§ **GOAL**
Pick out each line in the rows below that contains the string "target" and copy it.

** START OF PROVIDED DATA **

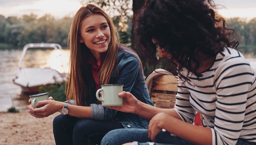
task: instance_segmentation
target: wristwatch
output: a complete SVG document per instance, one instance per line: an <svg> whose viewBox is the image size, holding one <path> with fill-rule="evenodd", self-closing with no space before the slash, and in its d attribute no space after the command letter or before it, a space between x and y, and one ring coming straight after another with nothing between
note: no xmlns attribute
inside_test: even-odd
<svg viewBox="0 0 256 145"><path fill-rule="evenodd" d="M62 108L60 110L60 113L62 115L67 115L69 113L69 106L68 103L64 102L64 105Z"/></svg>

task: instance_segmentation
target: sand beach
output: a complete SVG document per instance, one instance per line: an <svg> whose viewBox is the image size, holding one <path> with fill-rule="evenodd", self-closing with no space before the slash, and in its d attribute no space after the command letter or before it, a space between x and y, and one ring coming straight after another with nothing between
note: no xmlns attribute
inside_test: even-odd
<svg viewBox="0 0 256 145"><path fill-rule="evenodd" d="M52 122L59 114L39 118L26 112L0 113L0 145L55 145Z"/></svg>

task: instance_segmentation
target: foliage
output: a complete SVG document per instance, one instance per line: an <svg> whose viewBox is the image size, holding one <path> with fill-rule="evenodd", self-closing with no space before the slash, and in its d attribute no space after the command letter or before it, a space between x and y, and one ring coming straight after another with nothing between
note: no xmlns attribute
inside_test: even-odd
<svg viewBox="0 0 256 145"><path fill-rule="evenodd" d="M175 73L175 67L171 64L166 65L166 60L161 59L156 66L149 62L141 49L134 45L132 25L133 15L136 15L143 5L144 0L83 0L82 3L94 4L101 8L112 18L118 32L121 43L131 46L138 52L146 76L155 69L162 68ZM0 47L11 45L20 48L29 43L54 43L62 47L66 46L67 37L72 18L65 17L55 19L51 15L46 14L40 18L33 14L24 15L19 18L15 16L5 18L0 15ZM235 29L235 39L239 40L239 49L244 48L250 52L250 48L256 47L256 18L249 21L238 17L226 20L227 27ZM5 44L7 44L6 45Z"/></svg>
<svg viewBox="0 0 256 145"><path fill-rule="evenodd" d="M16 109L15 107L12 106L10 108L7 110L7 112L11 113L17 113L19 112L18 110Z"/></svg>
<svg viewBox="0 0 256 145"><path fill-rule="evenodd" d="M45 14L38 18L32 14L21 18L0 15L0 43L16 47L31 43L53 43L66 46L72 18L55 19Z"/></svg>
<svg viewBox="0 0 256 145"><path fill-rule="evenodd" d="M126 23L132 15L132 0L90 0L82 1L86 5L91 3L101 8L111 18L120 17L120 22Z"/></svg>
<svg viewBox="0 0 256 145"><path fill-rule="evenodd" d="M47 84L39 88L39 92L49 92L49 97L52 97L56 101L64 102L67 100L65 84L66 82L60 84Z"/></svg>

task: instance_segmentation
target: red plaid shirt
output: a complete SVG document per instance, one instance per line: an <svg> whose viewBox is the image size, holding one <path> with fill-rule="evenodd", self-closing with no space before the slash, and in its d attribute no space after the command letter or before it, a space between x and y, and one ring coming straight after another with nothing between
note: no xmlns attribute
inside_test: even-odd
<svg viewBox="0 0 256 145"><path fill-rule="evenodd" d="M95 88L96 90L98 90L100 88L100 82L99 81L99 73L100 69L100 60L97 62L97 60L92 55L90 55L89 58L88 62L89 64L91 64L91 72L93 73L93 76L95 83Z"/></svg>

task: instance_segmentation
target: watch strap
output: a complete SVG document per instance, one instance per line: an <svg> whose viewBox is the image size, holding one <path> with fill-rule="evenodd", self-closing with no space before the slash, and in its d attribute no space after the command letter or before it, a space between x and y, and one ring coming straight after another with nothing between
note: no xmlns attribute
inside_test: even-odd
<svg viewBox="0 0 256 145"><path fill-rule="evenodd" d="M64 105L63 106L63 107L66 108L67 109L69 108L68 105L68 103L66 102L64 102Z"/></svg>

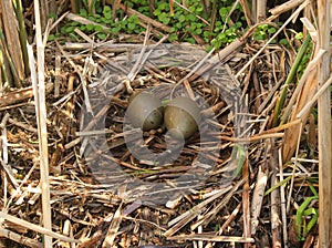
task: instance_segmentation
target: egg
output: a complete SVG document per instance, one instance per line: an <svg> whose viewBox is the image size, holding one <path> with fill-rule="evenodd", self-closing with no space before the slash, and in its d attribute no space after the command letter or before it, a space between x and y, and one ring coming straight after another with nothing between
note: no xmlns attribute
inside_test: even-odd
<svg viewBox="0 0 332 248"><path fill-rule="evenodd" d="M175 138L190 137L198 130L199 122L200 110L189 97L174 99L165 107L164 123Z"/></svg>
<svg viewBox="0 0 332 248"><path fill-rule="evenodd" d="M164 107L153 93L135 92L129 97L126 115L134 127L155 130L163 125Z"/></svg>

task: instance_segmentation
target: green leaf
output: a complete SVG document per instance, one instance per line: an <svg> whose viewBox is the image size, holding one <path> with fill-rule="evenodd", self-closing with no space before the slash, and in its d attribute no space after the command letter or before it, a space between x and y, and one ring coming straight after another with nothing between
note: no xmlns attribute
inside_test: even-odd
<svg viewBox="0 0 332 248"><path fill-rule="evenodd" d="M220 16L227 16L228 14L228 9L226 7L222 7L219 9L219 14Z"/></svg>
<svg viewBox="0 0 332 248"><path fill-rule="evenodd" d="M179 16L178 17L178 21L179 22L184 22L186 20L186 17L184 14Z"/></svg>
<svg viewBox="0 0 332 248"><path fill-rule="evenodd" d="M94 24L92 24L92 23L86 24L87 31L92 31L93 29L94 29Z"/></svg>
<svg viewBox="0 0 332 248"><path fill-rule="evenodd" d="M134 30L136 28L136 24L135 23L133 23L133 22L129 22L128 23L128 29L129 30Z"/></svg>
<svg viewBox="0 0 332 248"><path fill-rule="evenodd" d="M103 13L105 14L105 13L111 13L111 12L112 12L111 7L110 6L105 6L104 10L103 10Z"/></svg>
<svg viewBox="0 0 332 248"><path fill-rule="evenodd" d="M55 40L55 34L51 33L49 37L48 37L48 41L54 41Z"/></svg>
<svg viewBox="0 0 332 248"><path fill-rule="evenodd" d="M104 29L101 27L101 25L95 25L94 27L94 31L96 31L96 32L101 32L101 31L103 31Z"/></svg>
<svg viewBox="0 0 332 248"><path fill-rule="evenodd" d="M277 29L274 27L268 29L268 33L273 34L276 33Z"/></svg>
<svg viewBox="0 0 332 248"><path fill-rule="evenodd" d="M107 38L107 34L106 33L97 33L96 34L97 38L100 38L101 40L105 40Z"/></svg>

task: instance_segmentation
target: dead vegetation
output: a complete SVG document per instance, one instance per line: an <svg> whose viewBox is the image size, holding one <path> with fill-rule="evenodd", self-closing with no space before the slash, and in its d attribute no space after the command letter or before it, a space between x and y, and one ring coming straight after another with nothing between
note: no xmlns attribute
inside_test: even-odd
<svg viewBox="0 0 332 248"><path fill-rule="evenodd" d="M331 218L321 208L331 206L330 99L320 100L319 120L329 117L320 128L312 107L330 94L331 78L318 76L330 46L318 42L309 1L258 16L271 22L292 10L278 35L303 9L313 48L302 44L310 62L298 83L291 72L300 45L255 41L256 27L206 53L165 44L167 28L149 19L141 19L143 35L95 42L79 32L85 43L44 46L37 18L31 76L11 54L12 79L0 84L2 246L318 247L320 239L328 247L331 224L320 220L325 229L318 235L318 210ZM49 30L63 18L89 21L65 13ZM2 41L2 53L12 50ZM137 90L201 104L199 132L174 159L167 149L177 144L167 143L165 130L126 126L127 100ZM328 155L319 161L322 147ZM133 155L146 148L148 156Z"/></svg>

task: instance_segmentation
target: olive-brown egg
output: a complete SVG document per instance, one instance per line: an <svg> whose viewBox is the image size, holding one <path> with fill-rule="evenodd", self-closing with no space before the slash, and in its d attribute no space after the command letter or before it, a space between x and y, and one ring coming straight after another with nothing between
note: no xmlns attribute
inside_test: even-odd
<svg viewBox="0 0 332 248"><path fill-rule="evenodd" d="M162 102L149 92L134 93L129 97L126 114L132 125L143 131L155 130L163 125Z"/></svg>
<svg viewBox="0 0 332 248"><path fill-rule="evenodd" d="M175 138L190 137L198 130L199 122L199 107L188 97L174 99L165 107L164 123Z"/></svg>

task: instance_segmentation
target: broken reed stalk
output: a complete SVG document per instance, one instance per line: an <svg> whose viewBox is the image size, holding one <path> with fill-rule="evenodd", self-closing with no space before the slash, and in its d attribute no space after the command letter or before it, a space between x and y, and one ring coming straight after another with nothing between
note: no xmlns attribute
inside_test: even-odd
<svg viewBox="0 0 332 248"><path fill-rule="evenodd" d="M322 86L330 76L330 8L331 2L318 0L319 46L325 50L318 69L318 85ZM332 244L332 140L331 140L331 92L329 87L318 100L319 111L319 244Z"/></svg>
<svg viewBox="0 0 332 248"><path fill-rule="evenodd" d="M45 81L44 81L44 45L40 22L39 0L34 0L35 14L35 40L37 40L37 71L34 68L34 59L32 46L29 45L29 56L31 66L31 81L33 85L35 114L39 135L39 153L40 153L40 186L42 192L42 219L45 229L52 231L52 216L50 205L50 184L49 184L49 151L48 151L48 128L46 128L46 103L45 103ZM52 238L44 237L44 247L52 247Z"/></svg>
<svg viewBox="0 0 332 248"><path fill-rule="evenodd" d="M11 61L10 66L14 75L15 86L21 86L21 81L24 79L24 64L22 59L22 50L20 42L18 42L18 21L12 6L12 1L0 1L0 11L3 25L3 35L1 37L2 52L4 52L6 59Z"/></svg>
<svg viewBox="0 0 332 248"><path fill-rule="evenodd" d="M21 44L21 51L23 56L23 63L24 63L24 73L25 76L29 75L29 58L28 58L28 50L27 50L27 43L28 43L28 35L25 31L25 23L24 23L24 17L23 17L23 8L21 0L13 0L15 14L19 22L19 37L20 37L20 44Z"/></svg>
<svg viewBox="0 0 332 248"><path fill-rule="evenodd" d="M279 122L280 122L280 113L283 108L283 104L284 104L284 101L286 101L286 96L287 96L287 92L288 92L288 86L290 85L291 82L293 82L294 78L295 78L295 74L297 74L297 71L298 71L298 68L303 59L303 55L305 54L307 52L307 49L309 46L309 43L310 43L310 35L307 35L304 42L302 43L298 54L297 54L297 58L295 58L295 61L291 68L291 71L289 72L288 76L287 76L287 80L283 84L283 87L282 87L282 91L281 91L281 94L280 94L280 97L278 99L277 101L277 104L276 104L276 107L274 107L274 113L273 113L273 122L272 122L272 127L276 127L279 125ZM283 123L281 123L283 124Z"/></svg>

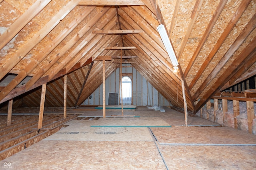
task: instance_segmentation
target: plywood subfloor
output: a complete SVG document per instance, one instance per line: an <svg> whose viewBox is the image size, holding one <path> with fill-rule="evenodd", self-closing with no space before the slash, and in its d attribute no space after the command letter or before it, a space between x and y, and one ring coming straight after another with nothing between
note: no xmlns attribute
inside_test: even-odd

** END OF PROVIDED DATA **

§ **WRITTEN RESPONSE**
target: wristwatch
target: sand beach
target: foliage
target: red plaid shirt
target: watch strap
target: egg
target: green leaf
target: dead vegetation
target: olive-brown egg
target: broken reed stalk
target: plywood subfloor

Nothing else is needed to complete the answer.